Les menaces sont plus vives, les attaques plus imprévisibles, les adversaires plus nombreux. Leurs méthodes changent et la diffusion des nouvelles technologies peut remettre en cause, durablement, notre supériorité militaire.
Et dans ce monde qui a tant besoin de stabilité, les alliances vacillent et les accords internationaux volent en éclat. L’accord iranien, brisé, ouvre la voie à des risques insondables. Le traité sur les forces nucléaires intermédiaires est menacé et l’avenir du traité New Start plus que jamais incertain.

Alors que le Royaume-Uni s’est engagé dans la voie du BREXIT, la France restera le seul Etat doté de l’Union Européenne

J’espère infiniment la paix, mais je constate la brutalisation, le recours plus systématique aux politiques d’intimidation et à la compétition stratégique.

Je n’ai fait ici qu’une simple addition de constats. Alors ma question est simple : pouvons-nous nous permettre de baisser la garde ? Pouvons-nous risquer, aujourd’hui, d’exposer nos intérêts vitaux, notre indépendance, notre Liberté ?

Non. Résolument non.

Ce n’est pas seulement un anniversaire que nous célébrons aujourd’hui. C’est surtout une étape, presque un maillon.

Votre travail n’est pas fini, au contraire. Les étapes qui s’annoncent pour la DAM, pour notre dissuasion sont majeures, nous ne pouvons pas les négliger.
Il nous faut d’abord, comme l’a voulu le Président de la République, et grâce aux moyens prévus dans la loi de programmation militaire, renouveler les deux composantes de notre dissuasion. Entre 2019 et 2023, ce sont 25 milliards d’euros qui seront investis pour la dissuasion. Cet investissement majeur va nous permettre de maintenir la cohérence de notre dissuasion. Il nous permettra de disposer des meilleures capacités, des plus sûres, des plus innovantes. Cette rénovation enverra aussi un message : la dissuasion française est crédible et elle le restera.

— Consignes —
(1) D'après le discours sur la dissuasion, quelle somme sera consacrée à la dissuasion entre 2019 et 2023 ?
(2) Recopiez sans modification le passage du discours sur la dissuasion qui s'ouvre sur les mots contenant « J’espère infiniment la » et se clôt par « presque un maillon. ».

— Données fournies —
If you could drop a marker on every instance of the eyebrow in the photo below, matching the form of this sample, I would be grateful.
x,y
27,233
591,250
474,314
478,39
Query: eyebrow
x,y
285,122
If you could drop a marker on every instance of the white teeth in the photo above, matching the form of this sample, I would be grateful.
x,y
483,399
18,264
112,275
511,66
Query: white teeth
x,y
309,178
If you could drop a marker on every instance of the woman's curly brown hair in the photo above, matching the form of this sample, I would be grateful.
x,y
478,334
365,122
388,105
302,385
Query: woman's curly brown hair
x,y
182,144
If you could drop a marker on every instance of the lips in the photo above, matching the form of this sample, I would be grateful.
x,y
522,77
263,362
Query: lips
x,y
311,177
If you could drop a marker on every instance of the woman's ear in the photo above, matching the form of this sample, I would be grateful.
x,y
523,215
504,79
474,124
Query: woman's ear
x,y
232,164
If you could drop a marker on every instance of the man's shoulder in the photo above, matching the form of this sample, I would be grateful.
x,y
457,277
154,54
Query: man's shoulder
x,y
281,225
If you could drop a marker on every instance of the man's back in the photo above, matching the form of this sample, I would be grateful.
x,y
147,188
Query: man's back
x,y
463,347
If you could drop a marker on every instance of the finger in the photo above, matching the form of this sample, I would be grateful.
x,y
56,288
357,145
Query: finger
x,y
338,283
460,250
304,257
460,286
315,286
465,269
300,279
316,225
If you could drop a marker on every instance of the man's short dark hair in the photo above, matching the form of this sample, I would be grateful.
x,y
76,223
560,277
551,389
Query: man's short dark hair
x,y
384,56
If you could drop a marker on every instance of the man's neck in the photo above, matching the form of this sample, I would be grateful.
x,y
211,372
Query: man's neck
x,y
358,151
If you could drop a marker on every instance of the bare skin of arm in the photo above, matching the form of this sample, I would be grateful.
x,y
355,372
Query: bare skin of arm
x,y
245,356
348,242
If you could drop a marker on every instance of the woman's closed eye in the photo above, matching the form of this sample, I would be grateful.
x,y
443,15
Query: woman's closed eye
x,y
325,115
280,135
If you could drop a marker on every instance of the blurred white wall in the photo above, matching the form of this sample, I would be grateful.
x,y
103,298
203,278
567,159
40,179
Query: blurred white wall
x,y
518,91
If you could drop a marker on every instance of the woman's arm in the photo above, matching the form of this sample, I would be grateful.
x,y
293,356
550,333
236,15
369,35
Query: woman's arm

— Réponses par consigne —
(1) 25 milliards d'euros.

(2)
J’espère infiniment la paix, mais je constate la brutalisation, le recours plus systématique aux politiques d’intimidation et à la compétition stratégique.

Je n’ai fait ici qu’une simple addition de constats. Alors ma question est simple : pouvons-nous nous permettre de baisser la garde ? Pouvons-nous risquer, aujourd’hui, d’exposer nos intérêts vitaux, notre indépendance, notre Liberté ?

Non. Résolument non.

Ce n’est pas seulement un anniversaire que nous célébrons aujourd’hui. C’est surtout une étape, presque un maillon.